-- Information given follows --

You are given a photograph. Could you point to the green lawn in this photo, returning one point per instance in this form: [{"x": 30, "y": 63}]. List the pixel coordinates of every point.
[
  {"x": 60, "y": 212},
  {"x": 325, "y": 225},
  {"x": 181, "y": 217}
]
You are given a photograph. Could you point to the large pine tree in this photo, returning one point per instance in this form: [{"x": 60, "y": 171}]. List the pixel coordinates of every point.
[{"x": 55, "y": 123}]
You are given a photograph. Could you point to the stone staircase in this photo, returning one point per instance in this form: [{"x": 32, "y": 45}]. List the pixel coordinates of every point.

-- Information given concluded --

Directions
The response should consist only of the lines from the one containing "You are given a photograph. Could you point to the large" to the end of the material above, both included.

Reply to the exercise
You are given a photograph. Could you point to the large pine tree in this photo, returning one point per instance in this form: [{"x": 60, "y": 171}]. List the pixel coordinates of every point.
[{"x": 55, "y": 123}]
You are given a photograph. Could you point to the stone staircase in this photo, returning one point per instance in this form: [{"x": 32, "y": 45}]. List the pixel coordinates of every point.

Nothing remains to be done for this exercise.